> Set problem:
Write out exactly the lines from the one containing "Place one point per instance of the gray" through the last line of the records below, including both.

> Provided data:
• • • •

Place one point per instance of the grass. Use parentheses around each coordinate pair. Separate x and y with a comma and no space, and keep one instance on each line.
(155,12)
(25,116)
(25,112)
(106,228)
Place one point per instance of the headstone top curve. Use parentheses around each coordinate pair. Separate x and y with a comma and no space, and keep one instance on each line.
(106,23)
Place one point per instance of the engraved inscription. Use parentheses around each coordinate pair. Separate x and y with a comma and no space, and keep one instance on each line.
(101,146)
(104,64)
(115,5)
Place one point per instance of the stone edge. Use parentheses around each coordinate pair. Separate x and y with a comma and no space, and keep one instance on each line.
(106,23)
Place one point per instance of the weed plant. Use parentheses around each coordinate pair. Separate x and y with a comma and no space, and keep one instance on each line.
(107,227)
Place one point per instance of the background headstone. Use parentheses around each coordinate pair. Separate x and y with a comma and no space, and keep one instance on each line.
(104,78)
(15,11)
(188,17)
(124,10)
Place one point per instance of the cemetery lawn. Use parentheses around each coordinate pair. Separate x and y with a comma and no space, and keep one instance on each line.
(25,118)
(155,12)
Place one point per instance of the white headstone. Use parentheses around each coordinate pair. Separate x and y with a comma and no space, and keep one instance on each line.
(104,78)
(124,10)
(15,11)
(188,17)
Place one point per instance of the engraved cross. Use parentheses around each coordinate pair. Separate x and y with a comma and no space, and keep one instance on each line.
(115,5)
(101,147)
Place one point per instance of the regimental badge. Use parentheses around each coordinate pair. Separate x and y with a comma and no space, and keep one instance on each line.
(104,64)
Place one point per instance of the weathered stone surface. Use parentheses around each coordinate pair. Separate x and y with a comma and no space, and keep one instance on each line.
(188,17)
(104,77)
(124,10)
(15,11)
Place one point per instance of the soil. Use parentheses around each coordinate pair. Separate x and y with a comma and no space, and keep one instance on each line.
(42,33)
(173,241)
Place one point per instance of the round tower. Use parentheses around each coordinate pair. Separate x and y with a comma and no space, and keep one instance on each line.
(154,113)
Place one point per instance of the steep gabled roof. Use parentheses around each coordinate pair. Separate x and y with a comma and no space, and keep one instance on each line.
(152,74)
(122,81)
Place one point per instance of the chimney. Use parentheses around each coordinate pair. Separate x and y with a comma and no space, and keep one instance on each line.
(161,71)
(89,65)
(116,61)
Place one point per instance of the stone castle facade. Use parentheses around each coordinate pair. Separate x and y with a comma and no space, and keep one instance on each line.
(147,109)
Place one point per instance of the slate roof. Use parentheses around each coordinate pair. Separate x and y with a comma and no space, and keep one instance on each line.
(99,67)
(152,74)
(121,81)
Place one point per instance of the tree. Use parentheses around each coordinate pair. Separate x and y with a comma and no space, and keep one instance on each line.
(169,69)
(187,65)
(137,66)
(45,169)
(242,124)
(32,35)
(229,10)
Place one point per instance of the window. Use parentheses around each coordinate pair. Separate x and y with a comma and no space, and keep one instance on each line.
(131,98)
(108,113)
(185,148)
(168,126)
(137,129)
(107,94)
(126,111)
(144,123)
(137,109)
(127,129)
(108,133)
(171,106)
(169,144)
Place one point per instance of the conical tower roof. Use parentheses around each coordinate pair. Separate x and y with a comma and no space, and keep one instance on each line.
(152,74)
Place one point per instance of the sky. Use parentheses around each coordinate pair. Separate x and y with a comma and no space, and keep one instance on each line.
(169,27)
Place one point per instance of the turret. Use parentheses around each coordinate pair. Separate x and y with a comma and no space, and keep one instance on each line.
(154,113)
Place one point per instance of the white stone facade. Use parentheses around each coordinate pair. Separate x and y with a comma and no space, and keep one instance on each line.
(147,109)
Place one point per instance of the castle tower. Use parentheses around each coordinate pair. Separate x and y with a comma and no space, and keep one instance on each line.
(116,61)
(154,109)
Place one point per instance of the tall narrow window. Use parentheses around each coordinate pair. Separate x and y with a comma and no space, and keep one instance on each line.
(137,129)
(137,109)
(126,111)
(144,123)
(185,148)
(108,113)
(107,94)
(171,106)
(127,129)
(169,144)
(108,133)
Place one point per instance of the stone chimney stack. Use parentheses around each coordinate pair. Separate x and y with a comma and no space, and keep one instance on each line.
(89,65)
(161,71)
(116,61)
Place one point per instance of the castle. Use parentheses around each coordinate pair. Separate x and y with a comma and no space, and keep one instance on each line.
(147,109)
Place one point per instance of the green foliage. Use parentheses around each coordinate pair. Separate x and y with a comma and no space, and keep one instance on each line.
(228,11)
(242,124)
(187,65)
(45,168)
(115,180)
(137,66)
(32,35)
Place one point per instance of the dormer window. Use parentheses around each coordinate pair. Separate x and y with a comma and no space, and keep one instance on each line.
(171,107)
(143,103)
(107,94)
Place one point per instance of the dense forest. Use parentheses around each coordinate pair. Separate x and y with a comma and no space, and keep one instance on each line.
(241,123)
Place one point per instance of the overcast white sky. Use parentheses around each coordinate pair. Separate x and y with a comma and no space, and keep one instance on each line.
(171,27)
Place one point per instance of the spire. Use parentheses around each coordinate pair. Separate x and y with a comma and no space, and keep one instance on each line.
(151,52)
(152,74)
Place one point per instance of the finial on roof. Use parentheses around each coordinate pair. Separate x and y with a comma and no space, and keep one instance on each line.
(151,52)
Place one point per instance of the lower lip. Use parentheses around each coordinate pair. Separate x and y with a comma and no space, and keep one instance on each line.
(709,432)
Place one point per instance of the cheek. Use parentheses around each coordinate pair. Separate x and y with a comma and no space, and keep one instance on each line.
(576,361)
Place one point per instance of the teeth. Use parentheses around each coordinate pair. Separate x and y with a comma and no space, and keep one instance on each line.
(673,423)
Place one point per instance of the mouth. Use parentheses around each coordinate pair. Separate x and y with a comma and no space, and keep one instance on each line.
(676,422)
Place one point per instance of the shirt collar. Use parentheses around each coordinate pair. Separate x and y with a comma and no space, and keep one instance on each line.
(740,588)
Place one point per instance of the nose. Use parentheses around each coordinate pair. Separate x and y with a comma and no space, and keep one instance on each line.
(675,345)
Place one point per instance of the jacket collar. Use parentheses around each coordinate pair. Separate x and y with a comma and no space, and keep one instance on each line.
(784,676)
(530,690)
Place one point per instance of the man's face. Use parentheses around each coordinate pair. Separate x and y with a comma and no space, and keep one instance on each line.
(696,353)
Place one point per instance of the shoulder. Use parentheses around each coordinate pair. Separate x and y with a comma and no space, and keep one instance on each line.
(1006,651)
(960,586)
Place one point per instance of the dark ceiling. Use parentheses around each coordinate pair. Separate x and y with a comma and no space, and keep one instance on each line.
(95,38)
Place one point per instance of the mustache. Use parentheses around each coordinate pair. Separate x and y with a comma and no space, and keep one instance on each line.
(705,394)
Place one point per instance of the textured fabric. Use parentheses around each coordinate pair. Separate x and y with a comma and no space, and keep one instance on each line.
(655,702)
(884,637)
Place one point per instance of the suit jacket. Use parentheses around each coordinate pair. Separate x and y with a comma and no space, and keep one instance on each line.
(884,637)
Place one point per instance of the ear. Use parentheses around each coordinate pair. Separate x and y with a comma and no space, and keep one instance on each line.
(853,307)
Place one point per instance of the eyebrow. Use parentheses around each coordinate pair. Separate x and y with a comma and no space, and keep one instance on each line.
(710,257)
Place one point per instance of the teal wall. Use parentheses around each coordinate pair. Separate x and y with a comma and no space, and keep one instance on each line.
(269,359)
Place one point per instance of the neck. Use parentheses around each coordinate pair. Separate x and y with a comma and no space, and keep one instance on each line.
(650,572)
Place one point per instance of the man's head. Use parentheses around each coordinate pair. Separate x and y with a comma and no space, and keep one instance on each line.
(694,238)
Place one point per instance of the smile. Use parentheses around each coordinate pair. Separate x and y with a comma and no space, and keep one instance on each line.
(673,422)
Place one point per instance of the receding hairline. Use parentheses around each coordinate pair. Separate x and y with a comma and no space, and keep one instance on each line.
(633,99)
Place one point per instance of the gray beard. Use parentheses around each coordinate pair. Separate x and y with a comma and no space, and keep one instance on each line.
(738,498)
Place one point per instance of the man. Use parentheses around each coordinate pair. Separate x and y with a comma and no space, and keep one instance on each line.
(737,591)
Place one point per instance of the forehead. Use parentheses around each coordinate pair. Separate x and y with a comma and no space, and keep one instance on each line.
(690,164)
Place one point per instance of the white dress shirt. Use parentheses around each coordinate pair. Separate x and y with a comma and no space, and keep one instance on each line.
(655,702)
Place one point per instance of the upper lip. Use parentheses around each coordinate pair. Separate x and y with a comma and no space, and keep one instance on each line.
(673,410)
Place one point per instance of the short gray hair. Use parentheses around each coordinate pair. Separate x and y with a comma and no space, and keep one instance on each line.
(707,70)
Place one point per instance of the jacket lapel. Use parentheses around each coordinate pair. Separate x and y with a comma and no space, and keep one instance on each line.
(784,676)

• • • •

> Written response:
Place one point per instance of the gray beard. Use parentheses around each coordinate pair. Separate x and y with a comma and no space, and keep one instance on each line.
(738,498)
Place one point per instance of the man. Use parentheses around each coordinate pair. Separate x and y with a comma and no space, and keep one instance on each line.
(737,591)
Place one point per instance of the forehead. Use parentheses around each coordinate pair. Separate x and y with a comma and no space, and keep one instance on each line.
(690,164)
Place one point per instance of the white dress shirt. Use parentheses around each coordinate pair. Separate x and y with a comma and no space, and keep one instance on each line.
(655,702)
Place one point per instance of the upper lip. Use parentheses around each coordinate pair. Separate x and y with a comma and no space, and keep one instance on each line.
(673,410)
Place one point per instance of the short gray hair. Use parentheses around each coordinate pair. Separate x and y with a comma and no space, and keep one instance on each line.
(707,70)
Place one point per instance of the jacket lapel. Use parentheses around each coordinate pair. Separate x and y with a comma and no space, and keep one instance on each line.
(784,676)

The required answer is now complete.